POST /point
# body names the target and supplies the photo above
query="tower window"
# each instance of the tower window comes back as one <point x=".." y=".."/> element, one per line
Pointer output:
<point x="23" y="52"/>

───

:: What is required ::
Your answer should be the lines from the one containing "# body names" to the end of the entries above, restated exactly and alone.

:: Exercise response ::
# body names the target and supplies the photo above
query="tower window"
# each instance of the tower window comes back as one <point x=".." y=".."/> element, one per line
Pointer output:
<point x="23" y="52"/>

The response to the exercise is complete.